Convert the data below, from the line containing "label the dry" through the end of the data, into a two-column CSV with the headers label_text and points. Give one row per labeling line and put each value in a single quoted field with line breaks replaced by spaces, leaving out the pictures.

_Material for this exercise_:
....
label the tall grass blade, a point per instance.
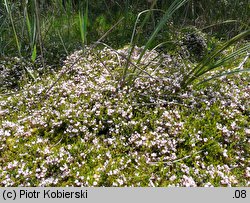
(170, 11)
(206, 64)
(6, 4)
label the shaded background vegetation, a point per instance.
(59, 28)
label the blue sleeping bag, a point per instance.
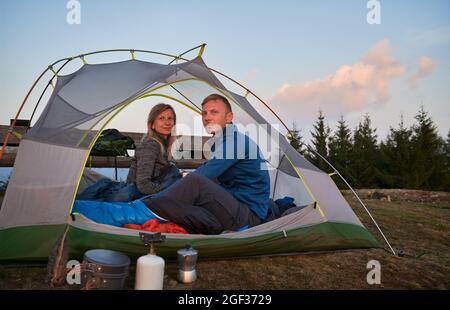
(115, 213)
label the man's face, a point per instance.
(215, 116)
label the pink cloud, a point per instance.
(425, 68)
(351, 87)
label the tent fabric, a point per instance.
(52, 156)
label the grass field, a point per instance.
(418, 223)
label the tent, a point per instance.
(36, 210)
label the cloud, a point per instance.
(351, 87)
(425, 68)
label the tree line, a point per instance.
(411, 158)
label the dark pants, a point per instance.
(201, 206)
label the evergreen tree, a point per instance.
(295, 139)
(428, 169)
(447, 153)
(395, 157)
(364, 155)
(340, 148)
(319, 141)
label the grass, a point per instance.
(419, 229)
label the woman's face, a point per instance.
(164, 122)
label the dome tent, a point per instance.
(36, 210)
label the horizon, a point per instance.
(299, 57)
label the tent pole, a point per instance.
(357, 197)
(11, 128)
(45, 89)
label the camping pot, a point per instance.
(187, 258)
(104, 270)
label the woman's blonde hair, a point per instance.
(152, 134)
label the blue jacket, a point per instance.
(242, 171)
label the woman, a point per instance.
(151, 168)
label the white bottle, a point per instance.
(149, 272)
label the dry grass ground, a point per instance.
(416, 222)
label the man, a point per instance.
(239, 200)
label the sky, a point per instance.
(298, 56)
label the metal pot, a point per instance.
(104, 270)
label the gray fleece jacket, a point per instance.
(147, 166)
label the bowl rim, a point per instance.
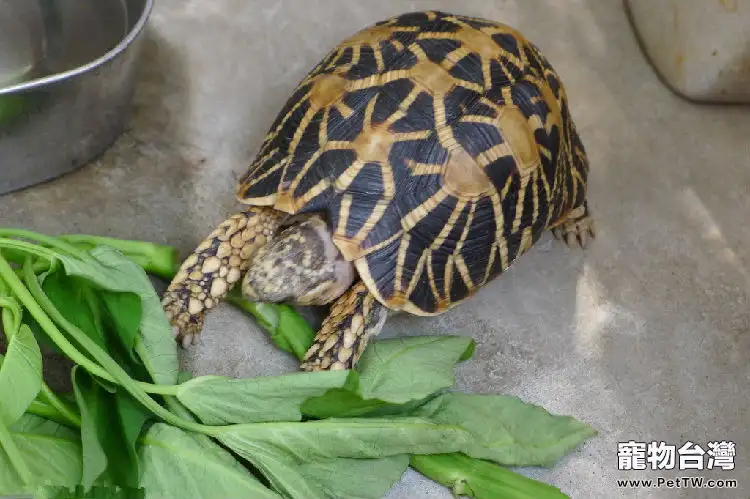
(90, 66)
....
_Exercise answer_:
label_text,points
"label the dry grass ground, a point per instance.","(416, 222)"
"label the man, a point per instance.","(239, 200)"
"label the sky, a point per instance.","(298, 56)"
"label the metal pot, a point per instance.","(104, 270)"
"label the gray fleece jacket, a point per instance.","(147, 166)"
"label the bowl rim, a point per instance.","(90, 66)"